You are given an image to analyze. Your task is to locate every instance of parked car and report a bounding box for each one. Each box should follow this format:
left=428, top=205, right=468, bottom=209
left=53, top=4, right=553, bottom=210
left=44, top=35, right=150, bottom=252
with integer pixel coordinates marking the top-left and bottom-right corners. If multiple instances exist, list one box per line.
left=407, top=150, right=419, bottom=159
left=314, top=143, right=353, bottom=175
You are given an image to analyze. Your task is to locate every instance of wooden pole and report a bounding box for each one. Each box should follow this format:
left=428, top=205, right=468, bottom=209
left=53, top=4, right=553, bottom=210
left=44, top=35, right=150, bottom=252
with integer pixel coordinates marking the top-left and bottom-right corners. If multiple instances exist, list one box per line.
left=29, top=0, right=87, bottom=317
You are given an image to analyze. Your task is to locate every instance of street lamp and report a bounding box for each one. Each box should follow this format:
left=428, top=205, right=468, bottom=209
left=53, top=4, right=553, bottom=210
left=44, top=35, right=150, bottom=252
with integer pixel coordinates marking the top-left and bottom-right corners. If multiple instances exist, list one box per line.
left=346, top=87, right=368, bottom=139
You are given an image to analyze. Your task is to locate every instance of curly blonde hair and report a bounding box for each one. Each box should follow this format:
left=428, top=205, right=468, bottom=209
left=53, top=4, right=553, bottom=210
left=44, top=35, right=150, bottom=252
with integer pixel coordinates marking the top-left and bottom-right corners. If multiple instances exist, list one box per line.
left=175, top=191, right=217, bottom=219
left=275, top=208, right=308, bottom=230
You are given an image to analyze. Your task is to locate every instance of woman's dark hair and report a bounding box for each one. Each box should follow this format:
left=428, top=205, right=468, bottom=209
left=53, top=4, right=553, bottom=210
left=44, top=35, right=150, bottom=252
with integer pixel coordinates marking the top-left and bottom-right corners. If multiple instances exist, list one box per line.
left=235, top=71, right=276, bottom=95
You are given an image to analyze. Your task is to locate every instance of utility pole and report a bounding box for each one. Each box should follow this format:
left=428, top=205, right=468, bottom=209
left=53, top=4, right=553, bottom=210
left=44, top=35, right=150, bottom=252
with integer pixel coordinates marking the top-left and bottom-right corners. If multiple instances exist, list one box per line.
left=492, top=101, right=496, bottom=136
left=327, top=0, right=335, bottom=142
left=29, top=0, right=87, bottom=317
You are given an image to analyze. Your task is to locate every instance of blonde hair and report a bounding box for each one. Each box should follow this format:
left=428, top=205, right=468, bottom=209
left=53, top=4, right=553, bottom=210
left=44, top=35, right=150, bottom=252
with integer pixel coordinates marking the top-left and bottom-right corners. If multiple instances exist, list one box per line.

*WHAT THE EXERCISE ASKS*
Offset the rows in the stretch from the line containing "instance of wooden" through the line containing "left=346, top=87, right=368, bottom=139" by rewriting every line in that stretch, requests included, with 88 added to each bounding box coordinate in the answers. Leave the requests and their format samples unchanged.

*WRITTEN RESPONSE*
You are given an image to analyze. Your task is to locate every instance of wooden pole and report a bounding box for each one. Each box should follow this format:
left=428, top=205, right=468, bottom=209
left=53, top=4, right=553, bottom=210
left=44, top=35, right=150, bottom=252
with integer pixel coordinates marking the top-left and bottom-right corners. If multiple instances exist, list one box per line.
left=117, top=88, right=175, bottom=405
You are given an image to analyze. Your task is to locate every instance of street lamp and report a bounding box for each one. Each box should follow this format:
left=428, top=205, right=468, bottom=209
left=53, top=4, right=553, bottom=210
left=44, top=35, right=150, bottom=252
with integer pixel coordinates marking the top-left and bottom-right corners. If multiple instances exist, list one box per line.
left=434, top=175, right=456, bottom=227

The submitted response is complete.